Print the part of the text about Arthur Levine word for word, starting with "His former and" and going on through "schools--and their shortcomings.".

PASSAGE TO READ:
********

Kidd agrees with this assessment. “He’s a very down-to-earth and modest person, and a very good listener,” she says. “There are brilliant people who like to hear themselves talk but won’t listen to others, and so their effectiveness is limited. He inspires confidence in what he’s doing because you know he’s not doing it for the greater glory of Arthur Levine.”

His former and present colleagues almost all share the impression that Levine has a rare ability to combine vision with action. “Art Levine has always set his sights on shaping a better world,” Haselkorn says. “The closest thing is to say that he is a pragmatic dreamer and a visionary doer.”

In some ways, then, Levine’s path to Teachers College was fitting with his personality: He never believed he would be chosen, but his emphatic views of the future of schools of education won him the job.

A headhunter approached Levine not once, not twice, but three times before he agreed to be interviewed. He hesitated partly, he says, because he didn’t want to embarrass the headhunter by appearing before the interview committee and speaking his mind about education schools--and their shortcomings.

“I thought they wanted to be ivory towers when they should be professional schools,” he says. Levine believed that the agenda for education reform was being set by corporations, foundations, and the media, while education schools were being left out of the dialogue because the public felt they were responsible for many of the problems with the nation’s schools to begin with.

********

Data records
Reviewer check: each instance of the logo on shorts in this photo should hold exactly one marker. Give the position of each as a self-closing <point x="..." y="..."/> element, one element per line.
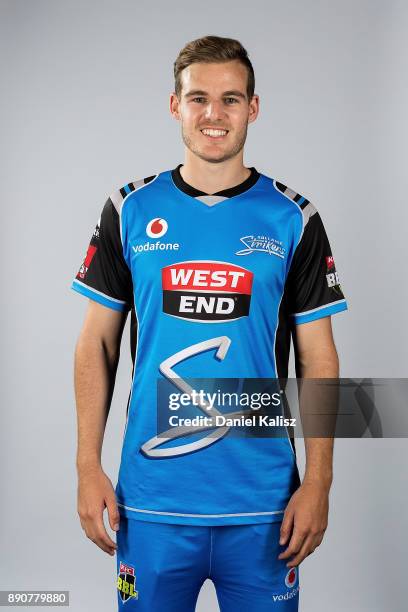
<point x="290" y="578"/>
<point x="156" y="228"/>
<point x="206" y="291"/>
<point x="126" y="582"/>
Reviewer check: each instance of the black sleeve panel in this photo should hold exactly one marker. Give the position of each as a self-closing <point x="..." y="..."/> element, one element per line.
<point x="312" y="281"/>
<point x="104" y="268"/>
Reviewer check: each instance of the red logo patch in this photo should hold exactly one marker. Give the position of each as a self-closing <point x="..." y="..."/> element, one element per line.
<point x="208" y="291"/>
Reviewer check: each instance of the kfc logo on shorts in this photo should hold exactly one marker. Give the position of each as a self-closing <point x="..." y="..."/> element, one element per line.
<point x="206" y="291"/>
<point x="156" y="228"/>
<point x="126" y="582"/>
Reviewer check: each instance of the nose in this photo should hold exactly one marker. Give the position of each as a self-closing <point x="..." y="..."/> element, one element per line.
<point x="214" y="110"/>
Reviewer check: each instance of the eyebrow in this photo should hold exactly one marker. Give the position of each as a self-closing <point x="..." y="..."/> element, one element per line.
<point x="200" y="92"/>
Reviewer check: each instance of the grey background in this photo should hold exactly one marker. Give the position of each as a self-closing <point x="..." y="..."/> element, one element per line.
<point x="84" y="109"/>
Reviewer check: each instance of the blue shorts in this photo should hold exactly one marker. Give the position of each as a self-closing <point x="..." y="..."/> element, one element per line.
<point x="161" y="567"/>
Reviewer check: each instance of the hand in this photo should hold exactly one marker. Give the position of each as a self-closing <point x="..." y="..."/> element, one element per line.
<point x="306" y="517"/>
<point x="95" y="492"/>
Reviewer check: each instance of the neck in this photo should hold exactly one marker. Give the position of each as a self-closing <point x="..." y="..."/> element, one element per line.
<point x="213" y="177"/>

********

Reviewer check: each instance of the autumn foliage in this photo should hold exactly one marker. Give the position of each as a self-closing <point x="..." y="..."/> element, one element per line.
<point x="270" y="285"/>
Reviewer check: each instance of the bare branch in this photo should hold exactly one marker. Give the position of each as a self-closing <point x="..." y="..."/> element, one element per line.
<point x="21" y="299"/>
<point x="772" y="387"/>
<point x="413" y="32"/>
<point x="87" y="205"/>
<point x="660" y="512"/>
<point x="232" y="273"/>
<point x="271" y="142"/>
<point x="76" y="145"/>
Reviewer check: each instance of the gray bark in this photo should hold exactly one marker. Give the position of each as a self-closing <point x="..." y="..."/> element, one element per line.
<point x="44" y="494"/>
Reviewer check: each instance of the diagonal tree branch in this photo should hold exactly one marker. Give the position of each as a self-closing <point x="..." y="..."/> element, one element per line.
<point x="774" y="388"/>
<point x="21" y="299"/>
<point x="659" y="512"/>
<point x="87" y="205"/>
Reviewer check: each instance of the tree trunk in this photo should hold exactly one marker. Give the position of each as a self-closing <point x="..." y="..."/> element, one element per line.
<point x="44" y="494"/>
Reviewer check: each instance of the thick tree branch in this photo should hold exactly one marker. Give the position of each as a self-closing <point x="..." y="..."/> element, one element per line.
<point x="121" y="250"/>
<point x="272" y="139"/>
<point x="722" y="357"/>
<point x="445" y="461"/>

********

YOUR SOLUTION:
His former and present colleagues almost all share the impression that Levine has a rare ability to combine vision with action. “Art Levine has always set his sights on shaping a better world,” Haselkorn says. “The closest thing is to say that he is a pragmatic dreamer and a visionary doer.”

In some ways, then, Levine’s path to Teachers College was fitting with his personality: He never believed he would be chosen, but his emphatic views of the future of schools of education won him the job.

A headhunter approached Levine not once, not twice, but three times before he agreed to be interviewed. He hesitated partly, he says, because he didn’t want to embarrass the headhunter by appearing before the interview committee and speaking his mind about education schools--and their shortcomings.